Consignes écrites ::
[a] Répondez aux questions suivantes d’après l’article sur la déprogrammation de Chez nous, en marquant chaque réponse du même repère.
(i) À quelle date le film sort-il ?
(ii) Quel est le nom du cinéma municipal de Saint-Cloud ?
(iii) Par quels termes le maire qualifie-t-il les propos du Pacte ?
[b] Indiquez si chacune des affirmations suivantes concorde avec l’article sur la déprogrammation de Chez nous, en répondant par oui ou par non et en citant les mots décisifs de l’article.
(i) Le maire a accepté de voir le film.
(ii) Le communiqué du maire est paru quatre heures après celui du Pacte.
(iii) Une critique négative dans Les Cahiers du Cinéma aurait pesé sur le choix du programmateur.
[c] Reprenez le fil de l’article sur la déprogrammation de Chez nous et poursuivez-le à partir de sa dernière phrase.

Extrait de page ::

"""

Le film de Lucas Belvaux sur le Front National qui sort le 22 février aurait été déprogrammé à Saint-Cloud sur injonction du maire. Enquête sur les dessous d’une affaire confuse.
Mardi 14 février 2017, 17h00. Les rédactions reçoivent par mail un communiqué cinglant du Pacte, le distributeur de Chez nous. Il y est notifié en substance "qu’à la demande de la mairie de Saint-Cloud (administrée par un élu LR), le cinéma municipal Les 3 Pierrots a décidé de déprogrammer le film Chez Nous de la ville. (…) Le Pacte, qui a pour habitude de programmer des œuvres cinématographiques dans cette même salle, a offert la possibilité au Maire Eric Berdoati de voir le film. Ce dernier a refusé et maintient la déprogrammation."
Quatre heures plus tard, le maire en question se fend à son tour d’un communiqué tout aussi tranchant, qualifiant les propos du Pacte de "tendancieux et erronés". Il ajoute que le film, envisagé un temps par le GPCI (une structure intermédiaire qui, pour simplifier, fait des propositions de programmation à une centaine de salles en France), n’a pas été retenu par Les 3 Pierrots pour des raisons éditoriales. "La programmation art et essai du cinéma Les 3 Pierrots de Saint-Cloud ne relève pas du maire mais de professionnels qui, comme pour n’importe quelle petite salle, opèrent des choix, précise Eric Berdoati. Il est à noter qu’une critique négative du film dans Les Cahiers du Cinéma avait influencé le programmateur dans sa sélection." Voilà pour les faits.

"""

Lignes de données ::
"""

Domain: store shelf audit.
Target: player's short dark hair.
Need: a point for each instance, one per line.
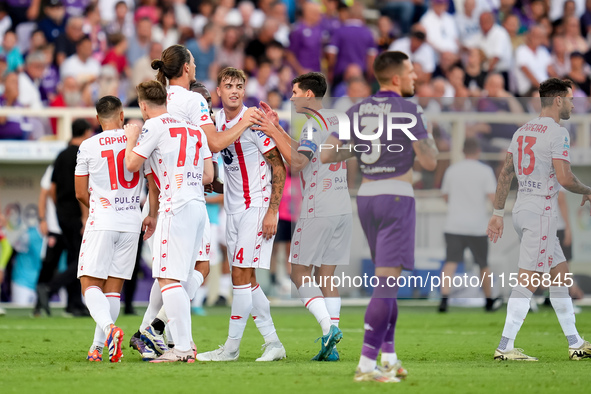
(554, 87)
(314, 81)
(171, 62)
(152, 92)
(387, 64)
(231, 73)
(79, 127)
(108, 107)
(471, 146)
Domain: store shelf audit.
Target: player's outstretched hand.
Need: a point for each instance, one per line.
(132, 131)
(495, 228)
(269, 225)
(270, 113)
(586, 197)
(148, 227)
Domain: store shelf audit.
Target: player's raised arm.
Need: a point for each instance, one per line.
(569, 181)
(495, 225)
(133, 161)
(426, 152)
(279, 173)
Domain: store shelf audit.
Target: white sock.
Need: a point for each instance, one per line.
(563, 306)
(178, 308)
(193, 283)
(261, 313)
(312, 298)
(517, 309)
(366, 364)
(241, 308)
(333, 305)
(200, 296)
(154, 306)
(389, 358)
(225, 285)
(99, 309)
(114, 300)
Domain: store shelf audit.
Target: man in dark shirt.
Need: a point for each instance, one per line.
(71, 219)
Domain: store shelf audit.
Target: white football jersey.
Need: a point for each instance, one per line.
(325, 190)
(186, 105)
(114, 191)
(534, 146)
(247, 174)
(176, 151)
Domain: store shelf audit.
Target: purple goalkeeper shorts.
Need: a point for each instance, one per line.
(389, 225)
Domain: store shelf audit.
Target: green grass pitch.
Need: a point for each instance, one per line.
(449, 353)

"""

Réponses par consigne ::
[a]
(i) Le 22 février.
(ii) Les 3 Pierrots.
(iii) « tendancieux et erronés ».

[b]
(i) Non : « Ce dernier a refusé et maintient la déprogrammation. »
(ii) Oui : « Quatre heures plus tard, le maire en question se fend à son tour d’un communiqué tout aussi tranchant ».
(iii) Oui : « Il est à noter qu’une critique négative du film dans Les Cahiers du Cinéma avait influencé le programmateur dans sa sélection. »

[c]
Chez Nous n’est pas le brûlot anti FN annoncé
Saint-Cloud résiste
24 heures plus tard, les esprits sont toujours échauffés. Pierre Jacquemont, directeur des 3 Pierrots, le cinéma-théâtre de Saint-Cloud, évoque à Première un "buzz totalement artificiel autour d’un long métrage moyen, qui tient plus du téléfilm que du film d’auteur" -ce qui semblerait accréditer la thèse de la décision purement éditoriale. Mais ce qui irrite au plus haut point Pierre Jacquemond concerne la terminologie employée par Le Pacte. "Parler de 'déprogrammation' sous-entendrait que le film a été programmé, annoncé et retiré. C’est un mensonge éhonté puisqu’il n’a jamais été retenu !", s’énerve le directeur du cinéma, qui compte deux salles et doit faire face à une avalanche de sorties.
"Pour la semaine du 22 février, la programmation s’est portée sur Split, à destination d’un large public", affirme le GPCI dans un communiqué. "Lion, pourtant plusieurs fois nommé aux Oscars, n’est programmé que la semaine suivante." Et Pierre Jacquemond de se faire l’avocat de son cinéma-théâtre –et de la ville : "En douze ans, aucun film ou spectacle n’a été interdit ni retiré. Nous avons programmé Merci patron ! et Moi, Daniel Blake (distribué par… Le Pacte, ndlr), des films très engagés. Des artistes tels que Stéphane Guillon et Guy Bedos, pas franchement à droite, se sont produits ici sans problème. Le Pacte veut se faire un coup de pub sur notre dos, c’est pitoyable."
Le Pacte contre-attaque
Instigateur de la polémique, Jean Labadie, patron du Pacte, reste campé sur ses positions malgré les dénégations du GPCI, de la Mairie et des 3 Pierrots. "Chez nous, j’insiste, a été tout à fait programmé en amont par Les 3 Pierrots, ce qui est bien naturel puisque Le Pacte doit être le deuxième ou le troisième fournisseur de la salle qui passe environ 90% de nos films sur l’année. Quand nous avons appris sa déprogrammation, on a fait notre boulot et on appelé le GPCI pour avoir une explication. La personne qu’on a eu au bout du fil nous a formellement dit que la Mairie ne voulait pas du film. On n’invente pas un truc pareil. On a même été jusqu’à demander au GPCI de faire passer au maire LR un extrait d’un discours de Xavier Bertrand incitant à diffuser Chez Nous le plus possible".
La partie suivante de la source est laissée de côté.